:: Data

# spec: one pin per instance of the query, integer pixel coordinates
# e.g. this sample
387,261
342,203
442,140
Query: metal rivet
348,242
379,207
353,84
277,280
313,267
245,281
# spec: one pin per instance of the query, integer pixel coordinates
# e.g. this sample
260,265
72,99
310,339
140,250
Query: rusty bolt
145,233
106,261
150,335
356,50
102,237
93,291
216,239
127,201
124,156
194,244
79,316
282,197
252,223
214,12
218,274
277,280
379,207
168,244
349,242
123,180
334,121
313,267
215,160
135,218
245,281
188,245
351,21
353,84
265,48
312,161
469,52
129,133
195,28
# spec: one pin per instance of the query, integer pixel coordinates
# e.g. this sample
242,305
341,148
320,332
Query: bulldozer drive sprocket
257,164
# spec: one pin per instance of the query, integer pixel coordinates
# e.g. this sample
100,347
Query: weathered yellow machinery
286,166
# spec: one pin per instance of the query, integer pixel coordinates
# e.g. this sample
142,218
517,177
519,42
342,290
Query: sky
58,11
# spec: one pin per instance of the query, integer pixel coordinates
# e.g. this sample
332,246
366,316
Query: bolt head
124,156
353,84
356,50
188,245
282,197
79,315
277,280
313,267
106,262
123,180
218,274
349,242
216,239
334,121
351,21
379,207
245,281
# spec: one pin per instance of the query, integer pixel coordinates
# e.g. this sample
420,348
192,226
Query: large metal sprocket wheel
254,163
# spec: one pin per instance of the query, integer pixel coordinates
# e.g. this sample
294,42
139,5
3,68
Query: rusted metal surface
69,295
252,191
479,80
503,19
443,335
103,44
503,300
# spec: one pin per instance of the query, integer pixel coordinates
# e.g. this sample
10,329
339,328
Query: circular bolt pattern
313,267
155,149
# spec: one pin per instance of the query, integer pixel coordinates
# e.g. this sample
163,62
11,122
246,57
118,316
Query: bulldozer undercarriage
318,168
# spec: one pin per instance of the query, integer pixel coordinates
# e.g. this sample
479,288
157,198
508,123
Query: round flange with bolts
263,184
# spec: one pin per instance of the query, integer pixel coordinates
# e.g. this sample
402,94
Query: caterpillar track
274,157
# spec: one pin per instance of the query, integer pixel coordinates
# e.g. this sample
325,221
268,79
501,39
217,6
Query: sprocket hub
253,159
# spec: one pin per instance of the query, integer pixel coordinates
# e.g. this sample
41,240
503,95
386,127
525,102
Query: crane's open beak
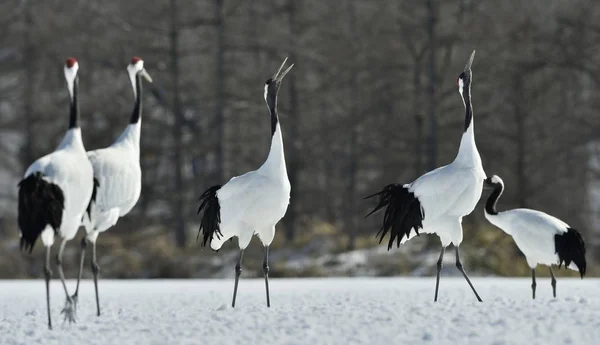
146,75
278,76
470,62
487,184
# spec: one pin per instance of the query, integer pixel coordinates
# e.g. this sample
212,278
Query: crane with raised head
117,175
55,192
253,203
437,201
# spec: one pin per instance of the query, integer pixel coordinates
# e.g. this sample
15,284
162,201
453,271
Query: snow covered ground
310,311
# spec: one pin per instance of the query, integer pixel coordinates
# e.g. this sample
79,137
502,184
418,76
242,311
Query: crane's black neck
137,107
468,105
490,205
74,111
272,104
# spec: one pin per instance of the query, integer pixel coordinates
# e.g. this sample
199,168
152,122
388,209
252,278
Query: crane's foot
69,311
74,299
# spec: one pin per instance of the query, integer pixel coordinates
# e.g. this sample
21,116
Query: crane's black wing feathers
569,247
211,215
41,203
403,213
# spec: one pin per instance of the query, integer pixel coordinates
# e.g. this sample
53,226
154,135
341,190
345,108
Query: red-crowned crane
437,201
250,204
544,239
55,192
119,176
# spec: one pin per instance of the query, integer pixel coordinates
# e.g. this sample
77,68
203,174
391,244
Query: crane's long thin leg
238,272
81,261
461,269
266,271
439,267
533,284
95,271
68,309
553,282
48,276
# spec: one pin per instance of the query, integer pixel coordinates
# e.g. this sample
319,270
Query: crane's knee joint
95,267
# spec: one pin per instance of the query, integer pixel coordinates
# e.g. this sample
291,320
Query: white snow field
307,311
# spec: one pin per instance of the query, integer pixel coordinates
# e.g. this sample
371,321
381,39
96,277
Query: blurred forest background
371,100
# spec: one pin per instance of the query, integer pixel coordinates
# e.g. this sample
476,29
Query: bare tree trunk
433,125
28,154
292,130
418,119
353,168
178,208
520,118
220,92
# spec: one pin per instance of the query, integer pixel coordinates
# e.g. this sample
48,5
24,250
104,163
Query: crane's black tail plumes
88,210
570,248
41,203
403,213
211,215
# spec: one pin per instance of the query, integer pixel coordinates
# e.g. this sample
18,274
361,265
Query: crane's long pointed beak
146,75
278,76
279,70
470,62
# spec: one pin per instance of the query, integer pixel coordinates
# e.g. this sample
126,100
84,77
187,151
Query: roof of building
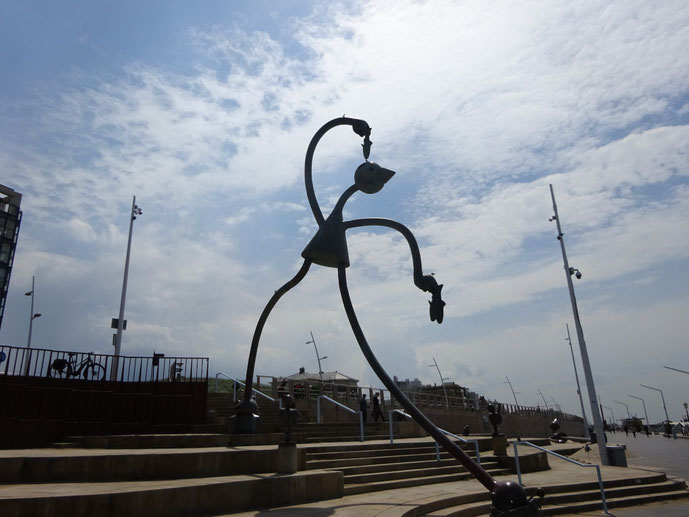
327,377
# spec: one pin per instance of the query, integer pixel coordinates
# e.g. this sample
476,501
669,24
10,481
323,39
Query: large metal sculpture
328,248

::::
:: Data

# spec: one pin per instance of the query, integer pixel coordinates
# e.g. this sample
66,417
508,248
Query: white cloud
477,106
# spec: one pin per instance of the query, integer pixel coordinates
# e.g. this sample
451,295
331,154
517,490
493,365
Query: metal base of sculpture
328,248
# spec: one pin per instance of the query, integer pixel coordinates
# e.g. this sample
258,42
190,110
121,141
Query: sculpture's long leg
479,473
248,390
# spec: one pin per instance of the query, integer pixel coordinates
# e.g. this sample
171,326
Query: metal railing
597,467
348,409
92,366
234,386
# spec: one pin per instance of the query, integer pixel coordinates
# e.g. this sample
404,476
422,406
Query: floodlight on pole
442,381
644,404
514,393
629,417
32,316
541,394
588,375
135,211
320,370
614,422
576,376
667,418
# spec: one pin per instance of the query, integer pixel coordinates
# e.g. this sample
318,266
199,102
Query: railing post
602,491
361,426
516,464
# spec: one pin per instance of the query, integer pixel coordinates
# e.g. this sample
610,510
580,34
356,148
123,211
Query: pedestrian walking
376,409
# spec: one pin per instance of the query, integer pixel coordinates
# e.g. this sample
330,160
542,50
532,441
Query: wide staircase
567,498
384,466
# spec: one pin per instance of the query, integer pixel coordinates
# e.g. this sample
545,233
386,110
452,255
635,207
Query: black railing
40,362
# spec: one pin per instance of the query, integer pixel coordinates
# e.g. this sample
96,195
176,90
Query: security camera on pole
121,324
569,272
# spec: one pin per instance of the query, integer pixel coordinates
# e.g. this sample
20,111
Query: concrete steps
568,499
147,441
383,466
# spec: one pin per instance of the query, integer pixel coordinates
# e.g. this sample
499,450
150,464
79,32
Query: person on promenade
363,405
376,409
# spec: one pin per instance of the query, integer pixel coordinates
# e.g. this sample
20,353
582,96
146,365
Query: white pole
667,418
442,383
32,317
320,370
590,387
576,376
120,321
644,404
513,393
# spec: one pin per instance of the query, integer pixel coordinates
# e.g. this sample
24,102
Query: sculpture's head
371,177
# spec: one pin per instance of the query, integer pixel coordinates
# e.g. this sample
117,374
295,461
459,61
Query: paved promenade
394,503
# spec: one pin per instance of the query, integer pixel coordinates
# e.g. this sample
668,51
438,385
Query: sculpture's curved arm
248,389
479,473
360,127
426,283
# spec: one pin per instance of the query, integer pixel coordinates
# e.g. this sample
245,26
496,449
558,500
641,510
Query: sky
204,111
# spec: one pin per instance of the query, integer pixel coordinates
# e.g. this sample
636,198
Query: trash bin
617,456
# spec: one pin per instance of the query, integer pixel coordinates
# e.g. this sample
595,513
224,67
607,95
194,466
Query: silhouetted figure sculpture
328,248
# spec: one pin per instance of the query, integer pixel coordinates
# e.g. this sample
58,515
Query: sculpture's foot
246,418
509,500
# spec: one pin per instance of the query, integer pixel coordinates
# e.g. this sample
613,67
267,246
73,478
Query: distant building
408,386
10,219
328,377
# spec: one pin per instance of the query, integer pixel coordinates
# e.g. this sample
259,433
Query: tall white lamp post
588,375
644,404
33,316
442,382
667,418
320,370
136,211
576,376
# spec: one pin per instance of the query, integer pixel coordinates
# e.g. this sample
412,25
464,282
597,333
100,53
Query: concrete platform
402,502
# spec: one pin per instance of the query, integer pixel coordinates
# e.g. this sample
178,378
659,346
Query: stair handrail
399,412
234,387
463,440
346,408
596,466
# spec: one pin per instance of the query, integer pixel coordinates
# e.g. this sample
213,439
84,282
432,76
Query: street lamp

::::

Find each line in the entries above that contains the word "beak" and copy it out. Case counts.

Query: crane's open beak
Query: crane's long pointed beak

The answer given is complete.